■ Information shown ■
★ ★ ★ ★

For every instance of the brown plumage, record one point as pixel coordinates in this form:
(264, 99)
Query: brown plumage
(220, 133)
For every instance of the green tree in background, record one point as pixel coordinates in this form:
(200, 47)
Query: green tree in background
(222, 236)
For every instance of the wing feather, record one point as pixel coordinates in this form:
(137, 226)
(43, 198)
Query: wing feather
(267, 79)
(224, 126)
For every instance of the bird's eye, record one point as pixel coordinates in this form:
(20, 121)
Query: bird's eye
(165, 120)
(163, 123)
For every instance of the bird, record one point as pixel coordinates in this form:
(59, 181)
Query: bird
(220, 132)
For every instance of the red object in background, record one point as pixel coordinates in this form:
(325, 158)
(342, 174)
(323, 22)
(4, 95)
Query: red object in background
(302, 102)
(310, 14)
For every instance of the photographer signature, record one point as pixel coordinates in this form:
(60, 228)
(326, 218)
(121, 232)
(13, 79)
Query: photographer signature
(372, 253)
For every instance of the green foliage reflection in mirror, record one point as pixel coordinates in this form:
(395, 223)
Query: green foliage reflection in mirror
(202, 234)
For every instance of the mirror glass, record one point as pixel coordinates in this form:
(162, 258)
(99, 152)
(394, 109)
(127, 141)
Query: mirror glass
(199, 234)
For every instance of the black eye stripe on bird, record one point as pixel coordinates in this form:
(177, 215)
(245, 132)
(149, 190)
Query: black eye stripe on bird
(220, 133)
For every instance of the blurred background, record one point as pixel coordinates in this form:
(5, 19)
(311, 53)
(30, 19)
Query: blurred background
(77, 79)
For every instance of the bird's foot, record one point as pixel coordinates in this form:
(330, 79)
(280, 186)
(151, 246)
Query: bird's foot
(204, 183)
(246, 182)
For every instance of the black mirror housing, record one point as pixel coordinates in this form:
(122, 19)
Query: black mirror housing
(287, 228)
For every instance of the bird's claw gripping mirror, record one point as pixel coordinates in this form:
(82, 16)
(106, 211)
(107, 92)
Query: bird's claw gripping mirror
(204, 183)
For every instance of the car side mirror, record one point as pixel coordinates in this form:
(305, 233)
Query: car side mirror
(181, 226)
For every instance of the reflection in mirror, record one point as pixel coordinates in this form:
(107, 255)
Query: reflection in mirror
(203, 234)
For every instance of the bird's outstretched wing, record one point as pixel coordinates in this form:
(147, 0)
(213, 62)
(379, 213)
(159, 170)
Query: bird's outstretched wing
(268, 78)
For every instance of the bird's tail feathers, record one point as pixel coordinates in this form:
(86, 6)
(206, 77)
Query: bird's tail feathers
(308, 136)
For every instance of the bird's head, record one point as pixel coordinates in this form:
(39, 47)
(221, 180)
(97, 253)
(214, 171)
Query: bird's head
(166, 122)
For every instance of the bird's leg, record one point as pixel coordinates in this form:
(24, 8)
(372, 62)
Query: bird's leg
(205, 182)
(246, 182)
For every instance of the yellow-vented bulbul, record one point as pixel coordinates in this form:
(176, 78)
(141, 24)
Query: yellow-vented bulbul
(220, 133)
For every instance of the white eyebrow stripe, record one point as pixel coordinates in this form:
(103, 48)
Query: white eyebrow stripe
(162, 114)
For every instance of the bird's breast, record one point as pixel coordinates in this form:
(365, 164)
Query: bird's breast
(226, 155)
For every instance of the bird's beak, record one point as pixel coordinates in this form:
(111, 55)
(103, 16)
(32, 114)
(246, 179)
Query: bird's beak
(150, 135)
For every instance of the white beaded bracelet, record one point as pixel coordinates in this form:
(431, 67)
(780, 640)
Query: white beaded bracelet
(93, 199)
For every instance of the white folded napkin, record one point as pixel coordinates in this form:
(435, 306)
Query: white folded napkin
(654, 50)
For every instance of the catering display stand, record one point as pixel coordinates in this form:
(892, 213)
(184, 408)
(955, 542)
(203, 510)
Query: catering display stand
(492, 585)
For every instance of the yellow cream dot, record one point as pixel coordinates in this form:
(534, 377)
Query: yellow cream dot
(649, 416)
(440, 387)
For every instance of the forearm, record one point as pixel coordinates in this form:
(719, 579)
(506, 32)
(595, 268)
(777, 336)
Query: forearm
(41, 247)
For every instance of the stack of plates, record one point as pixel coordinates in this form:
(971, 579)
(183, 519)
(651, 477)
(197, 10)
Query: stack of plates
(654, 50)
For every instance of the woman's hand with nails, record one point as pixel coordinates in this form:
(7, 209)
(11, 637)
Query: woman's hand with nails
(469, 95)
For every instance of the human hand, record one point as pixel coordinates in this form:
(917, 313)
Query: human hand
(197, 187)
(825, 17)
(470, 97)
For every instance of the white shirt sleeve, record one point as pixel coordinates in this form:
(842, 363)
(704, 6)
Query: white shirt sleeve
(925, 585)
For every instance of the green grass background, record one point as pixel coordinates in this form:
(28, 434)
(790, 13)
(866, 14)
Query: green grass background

★ ★ ★ ★

■ The task ■
Copy out only the records from the line containing "For every instance of the woman's" through the end of the records, keeping every line, requests included. Offset each number in the answer coordinates by adding 135 to it.

■ Written response ■
For every instance of the woman's hand with nails, record one point as pixel coordinates in this form:
(7, 209)
(11, 637)
Query: woman's hand with nails
(604, 230)
For every instance of the human hand, record one point as pixel coordinates in this form:
(917, 313)
Query: human hand
(332, 322)
(960, 152)
(605, 232)
For every instance of the white shirt sleeve, record one point as pixel coordinates in this form:
(842, 363)
(704, 6)
Query: white shirt sleeve
(1060, 720)
For every instance of the green grass background, record one point as pixel coordinates in this form:
(28, 434)
(790, 13)
(866, 14)
Query: green grass background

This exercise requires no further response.